Compute resource tracker does not report correct information for drivers such as vSphere

Bug #1718212 reported by Jay Jahns on 2017-09-19
8
This bug affects 1 person
Affects Status Importance Assigned to Milestone
OpenStack Compute (nova)
Medium
Radoslav Gerganov

Bug Description

The compute resource tracker is ignoring values coming from compute drivers such as vSphere. Specifically, the resource tracker is accepting disk_total from the driver, but not disk_available and disk_used.

We've checked the vSphere driver, and the driver is indeed reporting the correct values for this.

<snip>
        data["vcpus"] = stats['vcpus']
        data["disk_total"] = capacity / units.Gi
        data["disk_available"] = freespace / units.Gi
        data["disk_used"] = data["disk_total"] - data["disk_available"]
        data["host_memory_total"] = stats['mem']['total']
        data["host_memory_free"] = stats['mem']['free']
        data["hypervisor_type"] = about_info.name
        data["hypervisor_version"] = versionutils.convert_version_to_int(
                str(about_info.version))
        data["hypervisor_hostname"] = self._host_name
        data["supported_instances"] = [
            (arch.I686, hv_type.VMWARE, vm_mode.HVM),
            (arch.X86_64, hv_type.VMWARE, vm_mode.HVM)]
</snip>

It looks like a patch was made to the resource tracker @ https://review.openstack.org/#/c/126237/ but the change was voted down and not approved.

Since vSphere is reporting the correct data, maybe someone can tell us why Nova is ignoring these values and provide us with some guidance on correcting the problem in the driver, if that's where the change is needed.

This is affecting our production environment because I use upstream code and I have clusters that get overcommitted as a direct result of the scheduler seeing that no disk is "used"

This should get extreme priority since it affects the ability to launch things!!!

Chris Dent (cdent) wrote :

In https://review.openstack.org/#/c/441543/ a new virt driver method, get_inventory(), was added that ought to be able to help this problem once implemented in the vmwareapi virt driver. This will allow the disk, memory, etc to express a "real" "total" and a "reserved" value which represents any resources that are consumed by anything that nova does not track (e.g. pre-existing vms).

(Tasks):
[1] Answer these questions about the bug report:
(a) Who reported the bug, and on what date?
(b) Which disk value does the resource tracker accept from the driver?
(c) What new virt driver method was added in the review that Chris Dent links?
[2] Copy out the passage of the bug report between "The compute resource" and "str(about_info.version))", inclusive.

[Collected data entries]
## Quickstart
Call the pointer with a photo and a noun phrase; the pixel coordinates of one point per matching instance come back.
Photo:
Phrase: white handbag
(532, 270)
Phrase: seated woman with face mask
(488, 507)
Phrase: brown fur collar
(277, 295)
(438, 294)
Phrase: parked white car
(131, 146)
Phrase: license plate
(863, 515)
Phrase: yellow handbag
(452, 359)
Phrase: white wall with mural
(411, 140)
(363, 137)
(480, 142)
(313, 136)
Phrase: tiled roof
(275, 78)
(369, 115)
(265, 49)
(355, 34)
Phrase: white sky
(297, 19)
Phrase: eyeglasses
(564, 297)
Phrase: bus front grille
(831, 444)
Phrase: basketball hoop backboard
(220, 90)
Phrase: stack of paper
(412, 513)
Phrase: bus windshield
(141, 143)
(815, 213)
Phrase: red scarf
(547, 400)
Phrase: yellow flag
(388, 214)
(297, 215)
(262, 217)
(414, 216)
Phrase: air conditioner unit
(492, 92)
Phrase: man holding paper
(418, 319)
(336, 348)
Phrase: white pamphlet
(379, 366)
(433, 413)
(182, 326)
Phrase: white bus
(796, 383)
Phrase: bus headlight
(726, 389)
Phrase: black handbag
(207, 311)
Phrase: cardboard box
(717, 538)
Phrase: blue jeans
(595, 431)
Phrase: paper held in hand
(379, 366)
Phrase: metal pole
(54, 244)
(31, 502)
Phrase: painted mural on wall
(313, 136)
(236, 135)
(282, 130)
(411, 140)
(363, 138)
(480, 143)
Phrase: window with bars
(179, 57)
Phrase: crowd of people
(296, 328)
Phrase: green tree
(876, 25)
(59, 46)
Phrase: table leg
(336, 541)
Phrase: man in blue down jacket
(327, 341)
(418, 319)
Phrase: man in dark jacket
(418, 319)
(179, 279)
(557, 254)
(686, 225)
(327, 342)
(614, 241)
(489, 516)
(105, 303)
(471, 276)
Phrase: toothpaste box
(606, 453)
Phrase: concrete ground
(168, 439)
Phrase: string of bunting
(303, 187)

(Answer list):
[1]
(a) Jay Jahns, on 2017-09-19
(b) disk_total
(c) get_inventory()

[2]
The compute resource tracker is ignoring values coming from compute drivers such as vSphere. Specifically, the resource tracker is accepting disk_total from the driver, but not disk_available and disk_used.

We've checked the vSphere driver, and the driver is indeed reporting the correct values for this.

<snip>
        data["vcpus"] = stats['vcpus']
        data["disk_total"] = capacity / units.Gi
        data["disk_available"] = freespace / units.Gi
        data["disk_used"] = data["disk_total"] - data["disk_available"]
        data["host_memory_total"] = stats['mem']['total']
        data["host_memory_free"] = stats['mem']['free']
        data["hypervisor_type"] = about_info.name
        data["hypervisor_version"] = versionutils.convert_version_to_int(
                str(about_info.version))